Work required:
Rewrite the rows that start at the line containing "Outline every instance of the person" and run through the end of the rows, replacing "black pant" with "dark trousers" and leaving everything else unchanged.

Input for this task:
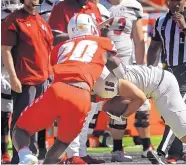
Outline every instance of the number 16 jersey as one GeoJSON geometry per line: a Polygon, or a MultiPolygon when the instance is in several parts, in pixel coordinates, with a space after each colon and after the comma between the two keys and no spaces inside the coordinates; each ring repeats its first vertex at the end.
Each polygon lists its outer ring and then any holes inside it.
{"type": "Polygon", "coordinates": [[[92,89],[102,73],[103,53],[116,53],[113,42],[104,37],[83,36],[58,44],[52,52],[54,81],[86,82],[92,89]]]}

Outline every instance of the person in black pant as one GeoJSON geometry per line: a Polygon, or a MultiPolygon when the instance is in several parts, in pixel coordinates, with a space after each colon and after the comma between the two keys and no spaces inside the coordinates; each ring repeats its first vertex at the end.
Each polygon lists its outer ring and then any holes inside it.
{"type": "MultiPolygon", "coordinates": [[[[23,7],[6,17],[1,26],[2,57],[13,96],[11,133],[26,106],[47,89],[52,72],[50,55],[53,35],[49,25],[36,11],[41,0],[20,2],[23,7]]],[[[30,149],[37,154],[35,136],[32,137],[30,149]]],[[[18,153],[13,147],[11,163],[18,162],[18,153]]]]}
{"type": "MultiPolygon", "coordinates": [[[[148,65],[155,65],[161,54],[164,69],[176,76],[183,98],[186,94],[185,3],[185,0],[167,0],[169,12],[157,19],[147,56],[148,65]]],[[[176,163],[182,156],[184,158],[182,142],[167,125],[157,151],[159,155],[169,155],[167,163],[176,163]]]]}

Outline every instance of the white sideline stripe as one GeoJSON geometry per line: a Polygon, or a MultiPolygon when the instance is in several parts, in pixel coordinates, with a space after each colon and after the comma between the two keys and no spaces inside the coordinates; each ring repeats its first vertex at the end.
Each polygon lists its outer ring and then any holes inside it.
{"type": "Polygon", "coordinates": [[[172,132],[172,130],[170,129],[170,130],[169,130],[169,133],[168,133],[168,135],[167,135],[167,138],[166,138],[166,140],[165,140],[165,142],[164,142],[164,145],[163,145],[163,147],[162,147],[162,151],[165,151],[165,150],[166,150],[167,145],[168,145],[169,140],[170,140],[170,138],[171,138],[172,135],[173,135],[173,132],[172,132]]]}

Output of the exercise:
Outline every instance of the person in dark trousers as one GeoJSON geometry per line: a Polygon, or a MultiPolygon when the instance is in several parts, in pixel coordinates, with a space after each colon and after the comma between the two keys and no spaces inside the coordinates; each ring repeats its first vertex at the end.
Each polygon lists its outer ring and then any holes inside it.
{"type": "MultiPolygon", "coordinates": [[[[23,7],[6,17],[1,26],[2,57],[13,96],[11,133],[26,106],[47,89],[52,72],[50,55],[53,35],[49,25],[36,11],[41,0],[20,2],[23,7]]],[[[30,149],[37,154],[35,136],[32,137],[30,149]]],[[[18,153],[13,147],[11,163],[18,162],[18,153]]]]}
{"type": "MultiPolygon", "coordinates": [[[[148,65],[155,65],[161,54],[164,69],[176,76],[183,98],[186,94],[185,3],[185,0],[167,0],[169,12],[157,19],[147,56],[148,65]]],[[[176,163],[182,156],[184,158],[182,142],[167,125],[157,151],[159,155],[169,155],[167,163],[176,163]]]]}

Outline every instance of the white sideline stripe as one GeoJSON geometry per line: a Polygon, or a MultiPolygon when the instance is in several parts, in pixel coordinates, with a space after each colon and after the comma between the two keys and no spaces inside the coordinates; each ring repeats its first vertex at the end.
Each polygon lists its outer ring and then any holes inside it.
{"type": "Polygon", "coordinates": [[[172,132],[172,130],[170,129],[170,130],[169,130],[169,133],[168,133],[168,135],[167,135],[167,138],[166,138],[166,140],[165,140],[165,142],[164,142],[164,145],[163,145],[163,147],[162,147],[162,151],[165,151],[165,150],[166,150],[167,145],[168,145],[169,140],[170,140],[170,138],[171,138],[172,135],[173,135],[173,132],[172,132]]]}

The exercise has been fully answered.